● PROMPT
When you reach the line containing "Each instance of the apartment" in the entries below, start writing out each line exactly, and stop after the line containing "Target: green tree".

[Point localization data]
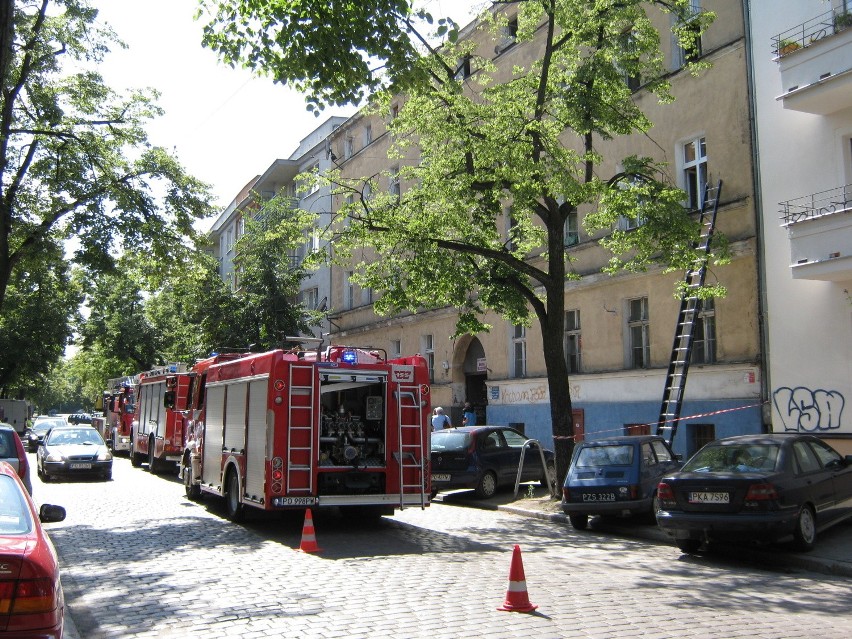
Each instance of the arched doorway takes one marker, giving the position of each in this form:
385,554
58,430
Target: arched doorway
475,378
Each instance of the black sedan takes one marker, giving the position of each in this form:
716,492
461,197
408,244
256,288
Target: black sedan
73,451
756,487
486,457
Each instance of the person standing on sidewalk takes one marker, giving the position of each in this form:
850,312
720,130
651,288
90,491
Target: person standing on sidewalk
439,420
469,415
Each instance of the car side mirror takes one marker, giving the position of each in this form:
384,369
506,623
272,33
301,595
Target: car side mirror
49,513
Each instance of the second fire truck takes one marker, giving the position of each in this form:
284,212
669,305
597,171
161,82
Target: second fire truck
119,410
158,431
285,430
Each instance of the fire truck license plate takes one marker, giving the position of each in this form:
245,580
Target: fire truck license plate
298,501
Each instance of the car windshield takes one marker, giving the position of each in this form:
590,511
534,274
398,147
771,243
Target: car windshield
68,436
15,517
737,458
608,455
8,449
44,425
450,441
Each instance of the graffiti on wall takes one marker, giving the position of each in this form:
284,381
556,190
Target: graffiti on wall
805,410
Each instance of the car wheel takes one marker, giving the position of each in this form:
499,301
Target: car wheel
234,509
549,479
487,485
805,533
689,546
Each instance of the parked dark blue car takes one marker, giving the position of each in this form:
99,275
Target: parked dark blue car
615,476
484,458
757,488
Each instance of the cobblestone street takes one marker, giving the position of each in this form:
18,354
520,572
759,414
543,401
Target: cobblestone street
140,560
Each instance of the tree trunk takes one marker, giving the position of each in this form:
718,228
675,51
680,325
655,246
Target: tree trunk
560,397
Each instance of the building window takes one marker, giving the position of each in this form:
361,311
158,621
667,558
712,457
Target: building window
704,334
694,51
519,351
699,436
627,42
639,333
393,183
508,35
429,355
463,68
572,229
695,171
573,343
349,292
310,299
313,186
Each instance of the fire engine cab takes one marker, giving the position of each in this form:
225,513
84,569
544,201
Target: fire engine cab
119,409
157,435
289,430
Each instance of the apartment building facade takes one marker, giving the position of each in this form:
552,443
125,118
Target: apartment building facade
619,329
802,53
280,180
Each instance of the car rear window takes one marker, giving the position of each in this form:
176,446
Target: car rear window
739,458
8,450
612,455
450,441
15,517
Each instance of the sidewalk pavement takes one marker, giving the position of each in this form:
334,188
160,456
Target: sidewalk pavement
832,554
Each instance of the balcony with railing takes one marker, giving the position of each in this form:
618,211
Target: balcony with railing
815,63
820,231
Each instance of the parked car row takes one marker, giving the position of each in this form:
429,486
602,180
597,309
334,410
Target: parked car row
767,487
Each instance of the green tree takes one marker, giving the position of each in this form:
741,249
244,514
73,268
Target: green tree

==

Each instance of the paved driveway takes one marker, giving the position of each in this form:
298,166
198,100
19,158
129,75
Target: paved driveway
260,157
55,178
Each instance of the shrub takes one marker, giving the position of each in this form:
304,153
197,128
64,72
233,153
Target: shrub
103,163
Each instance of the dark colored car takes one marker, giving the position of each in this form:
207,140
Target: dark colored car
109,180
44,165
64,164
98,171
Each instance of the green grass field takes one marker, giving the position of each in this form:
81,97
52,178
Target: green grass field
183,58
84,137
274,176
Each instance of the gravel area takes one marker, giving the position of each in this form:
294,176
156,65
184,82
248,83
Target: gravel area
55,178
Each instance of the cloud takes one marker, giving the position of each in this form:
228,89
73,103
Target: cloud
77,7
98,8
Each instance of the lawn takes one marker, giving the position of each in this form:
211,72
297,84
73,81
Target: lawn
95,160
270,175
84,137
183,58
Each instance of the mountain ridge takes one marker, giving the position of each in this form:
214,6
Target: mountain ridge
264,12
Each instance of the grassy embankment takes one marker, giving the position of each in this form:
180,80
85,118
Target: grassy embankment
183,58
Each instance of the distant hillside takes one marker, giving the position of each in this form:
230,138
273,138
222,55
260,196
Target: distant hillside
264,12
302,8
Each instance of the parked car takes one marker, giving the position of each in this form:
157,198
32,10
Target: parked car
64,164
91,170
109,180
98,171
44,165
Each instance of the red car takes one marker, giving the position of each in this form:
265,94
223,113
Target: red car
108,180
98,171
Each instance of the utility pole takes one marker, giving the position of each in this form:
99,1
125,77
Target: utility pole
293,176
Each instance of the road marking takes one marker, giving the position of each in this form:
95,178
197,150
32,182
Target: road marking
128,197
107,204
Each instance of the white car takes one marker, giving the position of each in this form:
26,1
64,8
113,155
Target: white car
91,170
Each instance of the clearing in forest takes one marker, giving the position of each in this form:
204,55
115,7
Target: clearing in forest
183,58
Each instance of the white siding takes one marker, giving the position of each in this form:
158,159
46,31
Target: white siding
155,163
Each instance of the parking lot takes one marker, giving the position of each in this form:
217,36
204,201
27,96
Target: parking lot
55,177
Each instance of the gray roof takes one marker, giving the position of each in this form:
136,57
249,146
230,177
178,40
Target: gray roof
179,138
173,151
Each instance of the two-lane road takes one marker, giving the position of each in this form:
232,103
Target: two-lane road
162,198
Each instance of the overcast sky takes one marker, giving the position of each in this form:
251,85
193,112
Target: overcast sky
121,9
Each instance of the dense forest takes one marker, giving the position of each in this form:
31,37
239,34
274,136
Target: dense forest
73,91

● EXERCISE OUTPUT
Each instance of the apartment building facade takes one marker, giving the position of each in this form:
552,443
125,118
Target: apartment building facade
619,329
802,53
280,180
Each instance of the car rear window takes one marker, giving the position of each in this form:
176,446
Target: car rear window
739,458
8,450
612,455
450,441
15,517
Each instance of the sidewalk pavement takes one marker, giving the position of each in this form:
334,188
160,456
Target: sidewalk pavement
832,554
Each instance of the balcony with railing takes one marker, giving the position of each in this form:
618,211
Target: balcony with railing
815,63
820,231
Each instance of the parked car row takes one marker, giving the position of each in this form:
429,486
602,180
597,309
334,410
Target: parked car row
767,487
Each instance of the green tree takes one marker, giving the position of each in this form:
741,249
244,514
73,268
Target: green tree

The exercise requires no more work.